- EXERCISE TASK -
Turn every line of the entries below into a numbered list, skipping blank lines. Leave out the picture lines.

[Region labeling entries]
==================================================
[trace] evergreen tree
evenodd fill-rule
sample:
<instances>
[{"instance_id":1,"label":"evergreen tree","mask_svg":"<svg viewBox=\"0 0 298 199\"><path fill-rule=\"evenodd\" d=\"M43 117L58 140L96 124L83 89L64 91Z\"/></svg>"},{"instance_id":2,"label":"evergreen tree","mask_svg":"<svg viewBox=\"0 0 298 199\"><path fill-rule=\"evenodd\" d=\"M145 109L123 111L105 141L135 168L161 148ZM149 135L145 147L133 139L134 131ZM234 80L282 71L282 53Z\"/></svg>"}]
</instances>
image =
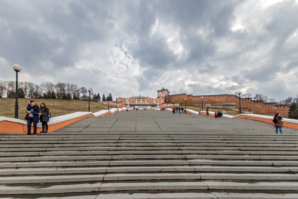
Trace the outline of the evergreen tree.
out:
<instances>
[{"instance_id":1,"label":"evergreen tree","mask_svg":"<svg viewBox=\"0 0 298 199\"><path fill-rule=\"evenodd\" d=\"M298 105L295 102L292 103L289 109L289 118L298 119Z\"/></svg>"},{"instance_id":2,"label":"evergreen tree","mask_svg":"<svg viewBox=\"0 0 298 199\"><path fill-rule=\"evenodd\" d=\"M100 101L100 95L99 95L99 92L97 94L97 101Z\"/></svg>"}]
</instances>

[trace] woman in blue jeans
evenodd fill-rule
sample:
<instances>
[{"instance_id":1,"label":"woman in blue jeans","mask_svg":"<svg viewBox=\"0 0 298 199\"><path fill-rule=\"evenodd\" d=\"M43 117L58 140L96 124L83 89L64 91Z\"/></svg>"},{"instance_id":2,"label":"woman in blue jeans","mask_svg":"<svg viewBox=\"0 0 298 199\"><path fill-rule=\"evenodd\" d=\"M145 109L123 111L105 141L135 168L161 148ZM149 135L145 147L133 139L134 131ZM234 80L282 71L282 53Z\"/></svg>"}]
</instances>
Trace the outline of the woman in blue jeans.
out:
<instances>
[{"instance_id":1,"label":"woman in blue jeans","mask_svg":"<svg viewBox=\"0 0 298 199\"><path fill-rule=\"evenodd\" d=\"M277 121L277 123L274 123L274 127L275 127L275 132L277 134L277 129L279 129L280 134L283 134L283 131L281 130L281 127L283 127L283 122L281 121L283 118L281 117L280 114L277 113L274 116L273 119L276 119Z\"/></svg>"}]
</instances>

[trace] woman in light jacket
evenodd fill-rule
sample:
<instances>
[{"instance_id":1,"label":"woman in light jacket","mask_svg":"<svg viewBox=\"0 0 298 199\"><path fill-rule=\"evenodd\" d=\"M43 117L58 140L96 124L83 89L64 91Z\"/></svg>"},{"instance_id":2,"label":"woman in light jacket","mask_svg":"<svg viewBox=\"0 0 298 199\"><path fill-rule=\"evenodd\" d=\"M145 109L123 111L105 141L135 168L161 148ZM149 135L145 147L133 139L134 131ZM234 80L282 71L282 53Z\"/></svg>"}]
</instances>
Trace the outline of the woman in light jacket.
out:
<instances>
[{"instance_id":1,"label":"woman in light jacket","mask_svg":"<svg viewBox=\"0 0 298 199\"><path fill-rule=\"evenodd\" d=\"M49 108L46 106L44 102L41 102L40 103L40 112L41 114L39 117L39 120L41 122L42 126L42 131L40 133L48 132L48 122L49 121L49 114L50 111ZM45 131L44 127L46 127L46 130Z\"/></svg>"},{"instance_id":2,"label":"woman in light jacket","mask_svg":"<svg viewBox=\"0 0 298 199\"><path fill-rule=\"evenodd\" d=\"M277 134L277 129L279 129L280 132L280 134L283 134L283 131L282 130L281 127L283 127L283 122L281 120L283 119L283 118L280 116L280 114L279 113L277 113L274 116L274 119L276 119L277 121L277 123L274 123L274 127L275 127L275 132Z\"/></svg>"}]
</instances>

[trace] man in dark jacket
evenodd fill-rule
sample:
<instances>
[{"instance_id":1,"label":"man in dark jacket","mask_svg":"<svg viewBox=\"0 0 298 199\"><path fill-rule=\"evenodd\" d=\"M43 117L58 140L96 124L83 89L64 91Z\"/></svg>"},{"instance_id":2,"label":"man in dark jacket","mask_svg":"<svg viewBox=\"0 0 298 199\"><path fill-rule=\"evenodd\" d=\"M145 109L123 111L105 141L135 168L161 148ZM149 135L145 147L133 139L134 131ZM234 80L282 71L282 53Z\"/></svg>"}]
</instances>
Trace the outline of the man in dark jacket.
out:
<instances>
[{"instance_id":1,"label":"man in dark jacket","mask_svg":"<svg viewBox=\"0 0 298 199\"><path fill-rule=\"evenodd\" d=\"M33 122L33 135L36 135L37 131L37 123L39 122L38 114L39 107L35 104L34 101L31 99L29 101L29 104L27 106L27 115L24 119L27 120L27 129L28 133L24 135L31 135L31 124Z\"/></svg>"}]
</instances>

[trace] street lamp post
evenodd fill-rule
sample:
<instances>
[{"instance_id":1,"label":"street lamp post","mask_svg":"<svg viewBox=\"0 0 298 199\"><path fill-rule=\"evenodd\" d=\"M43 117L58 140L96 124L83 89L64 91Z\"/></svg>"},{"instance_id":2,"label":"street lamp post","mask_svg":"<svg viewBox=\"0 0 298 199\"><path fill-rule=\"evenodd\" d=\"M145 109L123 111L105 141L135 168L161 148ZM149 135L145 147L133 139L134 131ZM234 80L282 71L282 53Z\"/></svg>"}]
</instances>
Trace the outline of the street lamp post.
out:
<instances>
[{"instance_id":1,"label":"street lamp post","mask_svg":"<svg viewBox=\"0 0 298 199\"><path fill-rule=\"evenodd\" d=\"M204 97L202 97L202 111L203 111L203 98L204 98Z\"/></svg>"},{"instance_id":2,"label":"street lamp post","mask_svg":"<svg viewBox=\"0 0 298 199\"><path fill-rule=\"evenodd\" d=\"M88 90L88 91L89 92L89 107L88 109L88 111L90 112L90 91L91 91L91 89L89 88L87 90Z\"/></svg>"},{"instance_id":3,"label":"street lamp post","mask_svg":"<svg viewBox=\"0 0 298 199\"><path fill-rule=\"evenodd\" d=\"M19 65L14 64L13 68L15 71L15 118L18 119L18 73L22 70Z\"/></svg>"},{"instance_id":4,"label":"street lamp post","mask_svg":"<svg viewBox=\"0 0 298 199\"><path fill-rule=\"evenodd\" d=\"M239 91L238 93L239 94L239 114L241 114L241 105L240 104L240 94L241 94L241 91Z\"/></svg>"}]
</instances>

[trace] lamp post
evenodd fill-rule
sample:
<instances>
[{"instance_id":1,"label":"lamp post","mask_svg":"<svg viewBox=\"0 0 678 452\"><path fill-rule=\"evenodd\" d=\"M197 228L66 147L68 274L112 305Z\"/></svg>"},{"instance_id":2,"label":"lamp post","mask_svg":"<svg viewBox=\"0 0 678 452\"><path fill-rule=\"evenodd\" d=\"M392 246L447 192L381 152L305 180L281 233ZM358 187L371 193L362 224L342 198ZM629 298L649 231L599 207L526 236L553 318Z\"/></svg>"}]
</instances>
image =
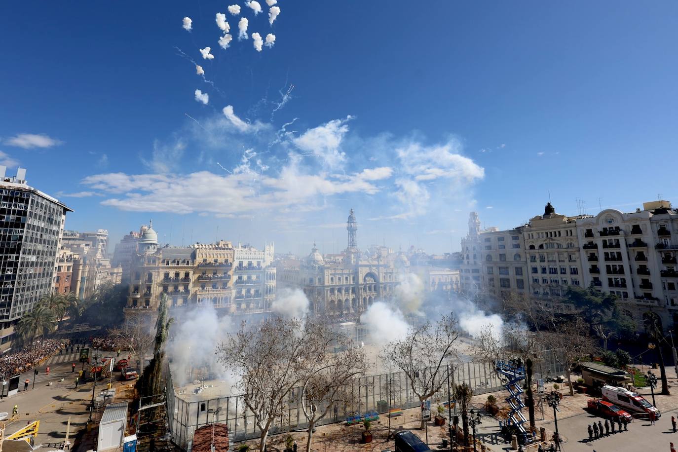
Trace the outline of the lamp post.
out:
==================================================
- SOLUTION -
1. [trace] evergreen tree
2. evenodd fill-rule
3. sample:
4. <instances>
5. [{"instance_id":1,"label":"evergreen tree","mask_svg":"<svg viewBox=\"0 0 298 199\"><path fill-rule=\"evenodd\" d=\"M43 117L58 140L96 124L83 89L64 91Z\"/></svg>"},{"instance_id":2,"label":"evergreen tree","mask_svg":"<svg viewBox=\"0 0 298 199\"><path fill-rule=\"evenodd\" d=\"M145 109L123 111L105 141L135 168L161 148ZM149 135L145 147L133 139L134 131ZM234 80L282 71L282 53Z\"/></svg>"}]
6. </instances>
7. image =
8. Trace the outline of the evergreen tree.
9. out:
10. <instances>
11. [{"instance_id":1,"label":"evergreen tree","mask_svg":"<svg viewBox=\"0 0 298 199\"><path fill-rule=\"evenodd\" d=\"M298 105L295 102L292 103L289 109L289 118L298 119Z\"/></svg>"},{"instance_id":2,"label":"evergreen tree","mask_svg":"<svg viewBox=\"0 0 298 199\"><path fill-rule=\"evenodd\" d=\"M100 101L100 95L99 95L99 92L97 94L97 101Z\"/></svg>"}]
12. </instances>
13. [trace] woman in blue jeans
14. evenodd fill-rule
15. sample:
16. <instances>
17. [{"instance_id":1,"label":"woman in blue jeans","mask_svg":"<svg viewBox=\"0 0 298 199\"><path fill-rule=\"evenodd\" d=\"M43 117L58 140L96 124L83 89L64 91Z\"/></svg>"},{"instance_id":2,"label":"woman in blue jeans","mask_svg":"<svg viewBox=\"0 0 298 199\"><path fill-rule=\"evenodd\" d=\"M145 109L123 111L105 141L135 168L161 148ZM149 135L145 147L133 139L134 131ZM234 80L282 71L282 53Z\"/></svg>"}]
18. </instances>
19. Trace the outline of the woman in blue jeans.
20. out:
21. <instances>
22. [{"instance_id":1,"label":"woman in blue jeans","mask_svg":"<svg viewBox=\"0 0 298 199\"><path fill-rule=\"evenodd\" d=\"M277 121L277 123L274 123L274 127L275 127L275 132L277 134L277 129L279 129L280 134L283 134L283 131L281 130L281 127L283 127L283 122L281 121L283 118L281 117L280 114L277 113L274 116L273 119L276 119Z\"/></svg>"}]
23. </instances>
24. [trace] woman in light jacket
25. evenodd fill-rule
26. sample:
27. <instances>
28. [{"instance_id":1,"label":"woman in light jacket","mask_svg":"<svg viewBox=\"0 0 298 199\"><path fill-rule=\"evenodd\" d=\"M43 117L58 140L96 124L83 89L64 91Z\"/></svg>"},{"instance_id":2,"label":"woman in light jacket","mask_svg":"<svg viewBox=\"0 0 298 199\"><path fill-rule=\"evenodd\" d=\"M145 109L123 111L105 141L135 168L161 148ZM149 135L145 147L133 139L134 131ZM234 80L282 71L282 53Z\"/></svg>"}]
29. </instances>
30. Trace the outline of the woman in light jacket.
31. out:
32. <instances>
33. [{"instance_id":1,"label":"woman in light jacket","mask_svg":"<svg viewBox=\"0 0 298 199\"><path fill-rule=\"evenodd\" d=\"M49 108L46 106L44 102L41 102L40 103L40 112L41 114L39 117L39 120L41 122L42 126L42 131L40 133L48 132L48 122L49 121L49 114L50 111ZM45 131L44 127L46 127L46 130Z\"/></svg>"},{"instance_id":2,"label":"woman in light jacket","mask_svg":"<svg viewBox=\"0 0 298 199\"><path fill-rule=\"evenodd\" d=\"M277 134L277 129L279 129L280 132L280 134L283 134L283 131L282 130L281 127L283 127L283 122L281 120L283 119L283 118L280 116L280 114L279 113L277 113L274 116L274 119L276 119L277 121L277 123L274 123L274 127L275 127L275 132Z\"/></svg>"}]
34. </instances>
35. [trace] man in dark jacket
36. evenodd fill-rule
37. sample:
38. <instances>
39. [{"instance_id":1,"label":"man in dark jacket","mask_svg":"<svg viewBox=\"0 0 298 199\"><path fill-rule=\"evenodd\" d=\"M43 117L58 140L96 124L83 89L64 91Z\"/></svg>"},{"instance_id":2,"label":"man in dark jacket","mask_svg":"<svg viewBox=\"0 0 298 199\"><path fill-rule=\"evenodd\" d=\"M145 109L123 111L105 141L135 168L161 148ZM149 135L145 147L133 139L134 131ZM234 80L282 71L282 53Z\"/></svg>"}]
40. </instances>
41. Trace the outline of the man in dark jacket.
42. out:
43. <instances>
44. [{"instance_id":1,"label":"man in dark jacket","mask_svg":"<svg viewBox=\"0 0 298 199\"><path fill-rule=\"evenodd\" d=\"M33 122L33 135L36 135L37 131L37 123L39 122L38 114L39 107L35 104L34 101L31 99L29 101L29 104L27 106L27 115L24 119L27 120L27 129L28 133L24 135L31 135L31 124Z\"/></svg>"}]
45. </instances>
46. [trace] street lamp post
47. evenodd fill-rule
48. sample:
49. <instances>
50. [{"instance_id":1,"label":"street lamp post","mask_svg":"<svg viewBox=\"0 0 298 199\"><path fill-rule=\"evenodd\" d=\"M43 117L58 140L96 124L83 89L64 91Z\"/></svg>"},{"instance_id":2,"label":"street lamp post","mask_svg":"<svg viewBox=\"0 0 298 199\"><path fill-rule=\"evenodd\" d=\"M145 109L123 111L105 141L135 168L161 148ZM149 135L145 147L133 139L134 131ZM234 80L282 71L282 53Z\"/></svg>"}]
51. </instances>
52. Trace the outline of the street lamp post.
53. out:
54. <instances>
55. [{"instance_id":1,"label":"street lamp post","mask_svg":"<svg viewBox=\"0 0 298 199\"><path fill-rule=\"evenodd\" d=\"M204 97L202 97L202 111L203 111L203 98L204 98Z\"/></svg>"},{"instance_id":2,"label":"street lamp post","mask_svg":"<svg viewBox=\"0 0 298 199\"><path fill-rule=\"evenodd\" d=\"M88 90L88 91L89 92L89 107L88 109L88 111L90 112L90 91L91 91L91 89L89 88L87 90Z\"/></svg>"},{"instance_id":3,"label":"street lamp post","mask_svg":"<svg viewBox=\"0 0 298 199\"><path fill-rule=\"evenodd\" d=\"M19 65L14 64L13 68L15 71L15 118L18 119L18 73L22 70Z\"/></svg>"},{"instance_id":4,"label":"street lamp post","mask_svg":"<svg viewBox=\"0 0 298 199\"><path fill-rule=\"evenodd\" d=\"M239 91L238 93L239 94L239 114L241 114L241 105L240 104L240 94L241 94L241 91Z\"/></svg>"}]
56. </instances>
57. [trace] lamp post
58. evenodd fill-rule
59. sample:
60. <instances>
61. [{"instance_id":1,"label":"lamp post","mask_svg":"<svg viewBox=\"0 0 678 452\"><path fill-rule=\"evenodd\" d=\"M197 228L66 147L68 274L112 305Z\"/></svg>"},{"instance_id":2,"label":"lamp post","mask_svg":"<svg viewBox=\"0 0 678 452\"><path fill-rule=\"evenodd\" d=\"M392 246L447 192L381 152L305 180L281 233ZM358 187L371 193L362 224L342 198ZM629 298L649 231L599 207L526 236L553 318Z\"/></svg>"}]
62. </instances>
63. image =
64. Trace the outline of the lamp post.
65. out:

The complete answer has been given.